* Passage to read
# PM 1236T - What TIR for chuck are you seeing?



## ArmyDoc (Dec 18, 2019)

Have been looking at the 1236T and 1340GT.  One of the things I noticed was that the 1236T comes with an "economy 3-jaw chuck", but the 1340GT preferred package includes a "ultra high precision 3-jaw chuck" with a TIR of 0.0012 or less.  Was wondering what kind of TIR are you seeing on the economy chuck?


----------



## mksj (Dec 18, 2019)

The economy chucks are usually mainland China, the TIR can range quite a bit, the one that came originally  with my 1340GT (before they upgraded to Taiwanese chucks) had a TIR of around 0.002-0.003 (but that was a long time ago). You can always take a small cut on the register and use the tap method to get the TIR down and then tighten the chuck. But, TIR you are measuring is typically at one point on the scroll, better chucks will have better linearity across chucking at different sizes. Less expensive chucks typically have 2 sets of solid jaws vs. 2 piece jaws, so this will also introduce more variation on the TIR. You can always upgrade your chuck to the Chandox Set-True Taiwanese 3J scoll with 2 piece jaws that QMT offers as an upgrade. Worth considering if it is your primary chuck.


----------



## pontiac428 (Dec 18, 2019)

Money put towards a good chuck is money well spent.  If the spindle is the lathe's heart, the chuck is its hands.  Steady hands are needed for precision.


----------



## Jason812 (Dec 18, 2019)

Not sure about the standard chuck either, but the chuck that came with the 1340GT preferred package, I get .002".  I couldn't measure any runout on the spindle.


----------



## Meta Key (Dec 18, 2019)

Good question.

To measure the standard/economy 3-Jaw runout I chucked up a 3/4" Hanita end mill and measured 1/2" from the tip of the chuck jaws.  Using my trusty old Ames 0.0001 indicator I measure 0.0028 of runout.







And, this is on my 1236-T which is now a bit over a year old.  And, I don't use the 3-jaw chuck much.  Mostly I use either a 4-jaw or 5C collets.  That's why I didn't upgrade the 3-jaw; don't much care..


----------



## rwm (Dec 18, 2019)

My spindle runout is not measurable (by me.) Just as a point of reference, my Bison 6" 3 jaw has a runout of between .001 and .002 most positions on the scroll. When I use a 4 jaw I am hard pressed to get below .001 so I usually just use the 3 jaw Bison. Lazy I know!
Robert


----------



## mikey (Dec 18, 2019)

In my opinion, run out on a 3 jaw chuck is immaterial. For first operations work, any 3 jaw is accurate. For second operations work, all 3 jaw chucks are inaccurate (except adjust-tru chucks). What is important is the quality of the chuck. Good chucks have tight fitting scrolls and jaws that move with precision so they grab evenly and solidly. The cost of the chuck is not always a good indicator of good construction; some cheap chucks are well-made. However, really fine chucks generally do cost more.

* Recorded information
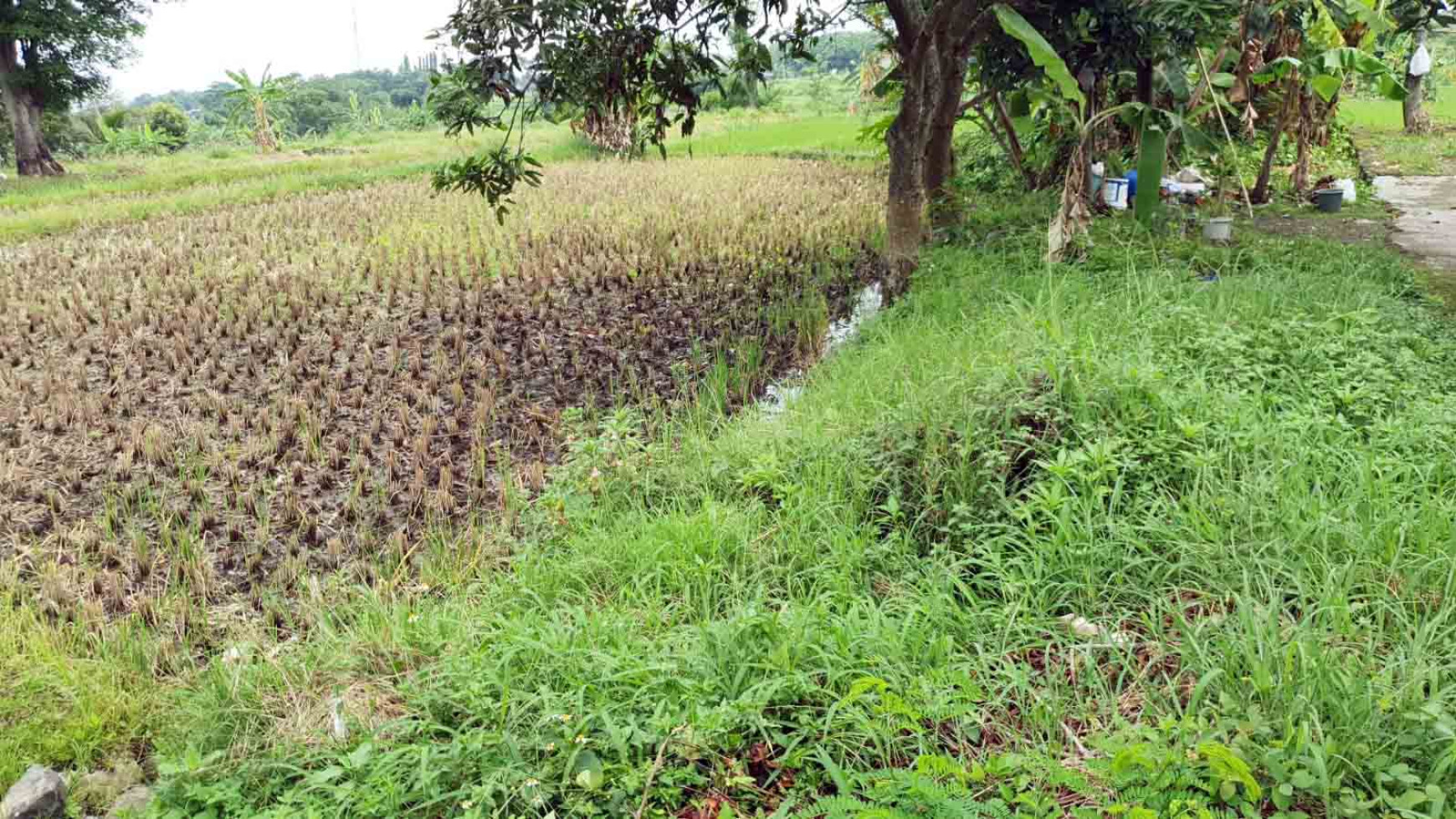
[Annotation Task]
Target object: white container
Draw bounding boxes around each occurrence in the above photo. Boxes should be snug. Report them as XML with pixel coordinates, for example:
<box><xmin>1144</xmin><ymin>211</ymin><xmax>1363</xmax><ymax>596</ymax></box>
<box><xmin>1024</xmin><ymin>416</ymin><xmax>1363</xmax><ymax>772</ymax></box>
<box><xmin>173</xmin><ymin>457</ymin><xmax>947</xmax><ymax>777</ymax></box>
<box><xmin>1102</xmin><ymin>177</ymin><xmax>1127</xmax><ymax>211</ymax></box>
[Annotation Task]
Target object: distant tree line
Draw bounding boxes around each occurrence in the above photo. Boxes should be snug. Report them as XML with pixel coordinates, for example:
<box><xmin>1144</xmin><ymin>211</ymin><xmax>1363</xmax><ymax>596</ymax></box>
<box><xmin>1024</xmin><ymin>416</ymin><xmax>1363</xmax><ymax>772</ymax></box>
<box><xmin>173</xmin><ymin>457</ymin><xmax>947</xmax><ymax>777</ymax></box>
<box><xmin>126</xmin><ymin>64</ymin><xmax>433</xmax><ymax>136</ymax></box>
<box><xmin>773</xmin><ymin>31</ymin><xmax>884</xmax><ymax>77</ymax></box>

* Written instruction 1
In the lathe chuck thread, what TIR does the opening post give for the chuck in the 1340GT preferred package?
* Written instruction 2
Carry the lathe chuck thread forward from its last post.
The lines were taken from a separate source and have no connection to the lathe chuck thread.

* Right answer 1
0.0012 or less.

* Right answer 2
If I were buying a new lathe, I would just accept the chuck that comes with it; economy is fine. Then I would go and find a really good chuck - a Rohm, Pratt Burnerd, Yuasa, Samchully and it will probably last me the rest of my hobbyist lifetime. If you can afford it and want the ability to dial the chuck in for second operations work, get an adjust-tru chuck. For first op work, you don't need it.


----------



## ArmyDoc (Dec 18, 2019)

mksj said:


> The economy chucks are usually mainland China, the TIR can range quite a bit, the one that came originally  with my 1340GT (before they upgraded to Taiwanese chucks) had a TIR of around 0.002-0.003 (but that was a long time ago). You can always take a small cut on the register and use the tap method to get the TIR down and then tighten the chuck. But, TIR you are measuring is typically at one point on the scroll, better chucks will have better linearity across chucking at different sizes. Less expensive chucks typically have 2 sets of solid jaws vs. 2 piece jaws, so this will also introduce more variation on the TIR. You can always upgrade your chuck to the Chandox Set-True Taiwanese 3J scoll with 2 piece jaws that QMT offers as an upgrade. Worth considering if it is your primary chuck.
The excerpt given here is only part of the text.